# [Task set]
a) According to the passage on the enhanced ACA tax credits, how many people are estimated to become uninsured in 2026 if Congress does not extend the credits?
b) Resume the passage on the enhanced ACA tax credits, starting after its last sentence.

# [Supplied passage]
BEGIN

Introduction
At the end of 2025, Americans who buy their health insurance on the Affordable Care Act (ACA) marketplaces will no longer have access to enhanced premium tax credits to help defray the cost of their coverage. If Congress takes no action to extend them, nearly 5 million people are estimated to become uninsured in 2026, and insurance premium costs will soar for millions more.1
The end of this enhanced financial assistance for low- and middle-income Americans has become a sticking point in the ongoing congressional debate over a continuing resolution (CR) to extend funding for the federal government in fiscal year 2026, which began on October 1, 2025. Democrats in Congress are seeking to extend the enhanced marketplace tax credits to prevent health insurance costs from rising and prevent people from becoming uninsured. Democrats also request the cancellation of cuts to Medicaid and other health coverage included in the tax and spending bill, H.R. 1 (also referred to as the One Big Beautiful Bill Act or the Working Families Tax Cut Act), passed in July. For their part, congressional Republicans and the White House say they want to pass a “clean” CR immediately —simply extending prior funding levels without additional conditions — but might consider negotiations to revise the ACA subsidies later in the year.2
As of mid-October, the CR and the fate of the enhanced marketplace subsidies are up in the air, as neither Republicans nor Democrats have the 60 votes needed in the Senate to pass a CR.

END

[Saved entries]

BEGIN

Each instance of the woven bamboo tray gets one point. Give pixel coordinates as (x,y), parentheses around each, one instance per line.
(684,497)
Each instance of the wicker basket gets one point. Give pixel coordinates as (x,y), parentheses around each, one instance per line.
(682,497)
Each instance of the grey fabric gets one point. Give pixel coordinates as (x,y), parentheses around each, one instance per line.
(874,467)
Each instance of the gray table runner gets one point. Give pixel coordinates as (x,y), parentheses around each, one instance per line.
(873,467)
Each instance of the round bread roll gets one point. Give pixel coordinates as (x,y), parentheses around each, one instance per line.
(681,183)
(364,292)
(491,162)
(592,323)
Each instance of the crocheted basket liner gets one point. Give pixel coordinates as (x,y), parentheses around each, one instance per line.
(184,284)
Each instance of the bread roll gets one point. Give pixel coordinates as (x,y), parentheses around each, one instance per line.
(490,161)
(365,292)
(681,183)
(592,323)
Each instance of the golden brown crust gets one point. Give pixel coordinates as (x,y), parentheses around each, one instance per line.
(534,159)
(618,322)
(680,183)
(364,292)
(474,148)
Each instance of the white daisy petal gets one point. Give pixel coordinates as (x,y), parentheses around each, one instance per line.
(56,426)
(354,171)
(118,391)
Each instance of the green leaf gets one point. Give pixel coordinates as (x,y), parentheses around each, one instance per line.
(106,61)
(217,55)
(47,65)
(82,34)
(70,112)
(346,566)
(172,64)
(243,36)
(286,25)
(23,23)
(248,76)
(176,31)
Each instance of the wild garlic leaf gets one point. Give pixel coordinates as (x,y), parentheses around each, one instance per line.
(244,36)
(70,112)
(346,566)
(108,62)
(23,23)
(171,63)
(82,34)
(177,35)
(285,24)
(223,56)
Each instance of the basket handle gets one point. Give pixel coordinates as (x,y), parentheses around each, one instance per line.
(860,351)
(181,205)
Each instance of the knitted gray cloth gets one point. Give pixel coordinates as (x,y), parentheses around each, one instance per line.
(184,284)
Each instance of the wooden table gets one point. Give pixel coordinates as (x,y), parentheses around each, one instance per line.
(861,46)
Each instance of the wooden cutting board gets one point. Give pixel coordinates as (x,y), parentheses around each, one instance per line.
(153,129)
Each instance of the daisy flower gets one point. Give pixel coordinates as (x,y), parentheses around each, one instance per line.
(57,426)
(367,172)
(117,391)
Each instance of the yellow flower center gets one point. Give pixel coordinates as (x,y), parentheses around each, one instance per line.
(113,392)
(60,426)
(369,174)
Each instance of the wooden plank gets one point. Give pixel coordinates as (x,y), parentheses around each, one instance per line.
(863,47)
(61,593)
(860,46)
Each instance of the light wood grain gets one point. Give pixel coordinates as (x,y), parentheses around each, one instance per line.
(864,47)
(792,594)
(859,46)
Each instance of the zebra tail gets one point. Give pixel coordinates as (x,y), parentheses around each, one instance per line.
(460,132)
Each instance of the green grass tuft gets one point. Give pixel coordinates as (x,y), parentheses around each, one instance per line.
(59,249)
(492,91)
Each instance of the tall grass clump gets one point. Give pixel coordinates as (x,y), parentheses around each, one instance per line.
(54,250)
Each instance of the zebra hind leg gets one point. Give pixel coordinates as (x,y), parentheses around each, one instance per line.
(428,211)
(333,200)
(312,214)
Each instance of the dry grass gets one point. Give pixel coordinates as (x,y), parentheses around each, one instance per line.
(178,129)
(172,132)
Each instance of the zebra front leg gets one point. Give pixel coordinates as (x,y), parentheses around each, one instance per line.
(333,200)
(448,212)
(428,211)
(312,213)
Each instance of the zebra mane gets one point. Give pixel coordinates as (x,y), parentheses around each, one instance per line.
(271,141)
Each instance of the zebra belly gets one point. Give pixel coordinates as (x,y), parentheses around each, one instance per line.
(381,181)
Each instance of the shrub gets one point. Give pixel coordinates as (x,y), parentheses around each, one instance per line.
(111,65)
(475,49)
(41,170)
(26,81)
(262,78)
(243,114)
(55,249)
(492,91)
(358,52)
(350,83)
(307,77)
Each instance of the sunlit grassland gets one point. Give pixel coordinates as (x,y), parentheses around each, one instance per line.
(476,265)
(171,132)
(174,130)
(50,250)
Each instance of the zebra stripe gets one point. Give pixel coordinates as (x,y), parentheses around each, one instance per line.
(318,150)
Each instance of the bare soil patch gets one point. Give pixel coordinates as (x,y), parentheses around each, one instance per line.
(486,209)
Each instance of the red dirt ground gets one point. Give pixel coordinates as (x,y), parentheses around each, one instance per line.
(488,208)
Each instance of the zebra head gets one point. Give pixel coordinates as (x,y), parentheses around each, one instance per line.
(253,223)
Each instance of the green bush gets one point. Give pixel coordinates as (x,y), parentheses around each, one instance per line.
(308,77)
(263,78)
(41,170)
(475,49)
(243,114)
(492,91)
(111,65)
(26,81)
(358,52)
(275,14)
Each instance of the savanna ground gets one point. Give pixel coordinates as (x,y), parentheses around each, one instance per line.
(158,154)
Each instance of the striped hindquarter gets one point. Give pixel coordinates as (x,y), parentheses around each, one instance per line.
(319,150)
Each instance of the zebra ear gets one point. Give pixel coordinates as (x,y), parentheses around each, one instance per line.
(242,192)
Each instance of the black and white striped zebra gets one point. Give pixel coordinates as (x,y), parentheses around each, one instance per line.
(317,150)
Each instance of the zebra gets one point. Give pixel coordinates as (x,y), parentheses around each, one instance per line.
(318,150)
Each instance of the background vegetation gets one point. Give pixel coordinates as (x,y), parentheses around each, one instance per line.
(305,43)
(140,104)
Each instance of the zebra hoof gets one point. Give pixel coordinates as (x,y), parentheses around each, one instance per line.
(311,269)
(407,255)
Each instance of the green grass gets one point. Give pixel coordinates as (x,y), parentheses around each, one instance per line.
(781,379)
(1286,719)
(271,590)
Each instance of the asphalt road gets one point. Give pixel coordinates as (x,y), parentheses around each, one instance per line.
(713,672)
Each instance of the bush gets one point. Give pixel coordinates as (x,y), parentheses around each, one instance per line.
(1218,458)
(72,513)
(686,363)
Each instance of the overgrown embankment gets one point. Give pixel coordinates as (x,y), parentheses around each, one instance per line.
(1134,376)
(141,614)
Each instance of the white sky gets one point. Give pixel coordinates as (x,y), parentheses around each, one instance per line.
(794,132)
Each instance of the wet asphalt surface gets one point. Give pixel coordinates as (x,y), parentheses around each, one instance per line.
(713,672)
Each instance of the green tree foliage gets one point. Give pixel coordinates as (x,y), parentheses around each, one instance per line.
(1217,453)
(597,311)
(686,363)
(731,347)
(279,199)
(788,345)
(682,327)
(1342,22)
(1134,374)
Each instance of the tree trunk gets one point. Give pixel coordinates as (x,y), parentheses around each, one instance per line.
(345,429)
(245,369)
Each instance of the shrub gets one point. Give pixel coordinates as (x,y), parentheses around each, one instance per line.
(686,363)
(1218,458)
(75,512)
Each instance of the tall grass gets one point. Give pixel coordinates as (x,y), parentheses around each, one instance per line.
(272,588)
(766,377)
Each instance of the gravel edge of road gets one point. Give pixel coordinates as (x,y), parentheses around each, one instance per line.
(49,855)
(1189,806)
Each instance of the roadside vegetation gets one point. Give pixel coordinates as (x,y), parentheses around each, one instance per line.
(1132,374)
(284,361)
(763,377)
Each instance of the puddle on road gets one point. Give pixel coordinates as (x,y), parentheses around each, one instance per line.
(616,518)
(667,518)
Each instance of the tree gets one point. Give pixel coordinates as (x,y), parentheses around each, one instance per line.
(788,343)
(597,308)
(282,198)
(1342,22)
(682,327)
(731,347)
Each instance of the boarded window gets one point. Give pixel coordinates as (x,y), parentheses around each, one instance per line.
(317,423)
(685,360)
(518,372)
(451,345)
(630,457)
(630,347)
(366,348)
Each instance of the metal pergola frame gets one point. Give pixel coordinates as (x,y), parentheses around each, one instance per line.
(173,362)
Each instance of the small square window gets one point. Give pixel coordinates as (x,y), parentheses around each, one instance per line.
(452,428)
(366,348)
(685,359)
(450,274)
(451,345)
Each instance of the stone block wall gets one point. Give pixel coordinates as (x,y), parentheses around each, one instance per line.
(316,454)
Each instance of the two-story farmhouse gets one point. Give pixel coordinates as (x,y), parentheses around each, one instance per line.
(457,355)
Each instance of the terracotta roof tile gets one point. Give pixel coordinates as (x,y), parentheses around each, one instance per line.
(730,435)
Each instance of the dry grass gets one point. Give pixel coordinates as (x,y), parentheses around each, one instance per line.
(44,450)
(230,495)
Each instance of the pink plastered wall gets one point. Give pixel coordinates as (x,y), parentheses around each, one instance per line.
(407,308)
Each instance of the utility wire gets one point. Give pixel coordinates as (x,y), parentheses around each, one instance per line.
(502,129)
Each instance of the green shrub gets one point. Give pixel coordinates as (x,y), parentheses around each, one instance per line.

END

# [Responses for each task]
a) Nearly 5 million people.

b)
In this brief, we draw on recent data provided by the Urban Institute and the Congressional Budget Office (CBO) to update our analysis from earlier this year exploring the economic impact of letting the enhanced ACA marketplace tax credits expire.3 CBO estimated that it would cost the federal government $31 billion to restore the expiring credits and make related changes.4
Using 2025 data on the number of people selecting ACA marketplace plans, Urban Institute researchers have estimated that the end of enhanced tax credits will lead to 7.3 million people losing their ACA coverage in 2026, of whom 4.8 million would become uninsured. The loss of the additional subsidies are projected to increase how much marketplace enrollees must pay by an average of 114 percent, from an average of $888 to $1,904 per year.5 The higher costs will exceed the budget of many Americans, forcing about 2.5 million to shift into other coverage,6 while nearly 5 million become uninsured. Previous research found that those who lose their health insurance may experience prolonged periods without coverage, either because of their inability to afford it or because of the burdensome paperwork required to obtain new coverage.7
Economic Impact Findings
National Impact
For our updated analysis, we used the IMPLAN economic modeling system to estimate the national impact of allowing enhanced premium tax credits to expire in January.8 Here are the key findings:
- Federal funding for marketplace premium tax credits will decline by $31 billion in 2026 from current levels.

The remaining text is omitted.